→ **Objective**
Rewrite the text of the rows below with "Reply in the form" swapped for "Respond using this format" and everything else kept the same. Leave the pictures out of your answer.

Collected data entries:
★ ★ ★

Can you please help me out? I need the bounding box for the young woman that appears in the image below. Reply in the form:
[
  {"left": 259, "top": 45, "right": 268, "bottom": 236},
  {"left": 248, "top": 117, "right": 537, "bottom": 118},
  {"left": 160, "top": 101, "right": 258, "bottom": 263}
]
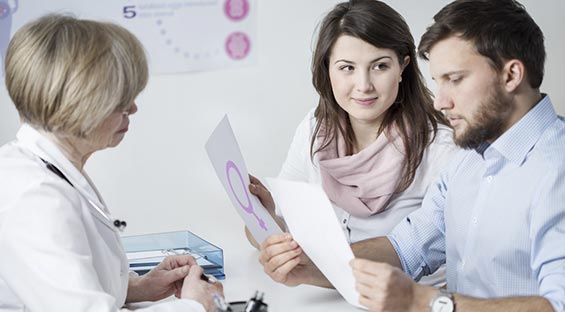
[{"left": 248, "top": 0, "right": 456, "bottom": 286}]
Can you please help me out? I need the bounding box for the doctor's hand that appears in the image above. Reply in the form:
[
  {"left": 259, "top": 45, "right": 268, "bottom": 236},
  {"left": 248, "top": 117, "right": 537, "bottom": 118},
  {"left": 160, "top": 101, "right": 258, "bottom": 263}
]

★ ★ ★

→ **Output of the task**
Can you please help me out? I need the bounding box for the young woman that appears in the image below. Respond using this format:
[
  {"left": 259, "top": 45, "right": 268, "bottom": 236},
  {"left": 248, "top": 117, "right": 537, "bottom": 118},
  {"left": 160, "top": 101, "right": 258, "bottom": 263}
]
[{"left": 248, "top": 0, "right": 456, "bottom": 286}]
Can you please help me out? I need the bounding box for the doctor's hand that appears in the image above. Respond using this format:
[
  {"left": 259, "top": 45, "right": 268, "bottom": 236},
  {"left": 248, "top": 117, "right": 537, "bottom": 118},
  {"left": 160, "top": 101, "right": 258, "bottom": 263}
]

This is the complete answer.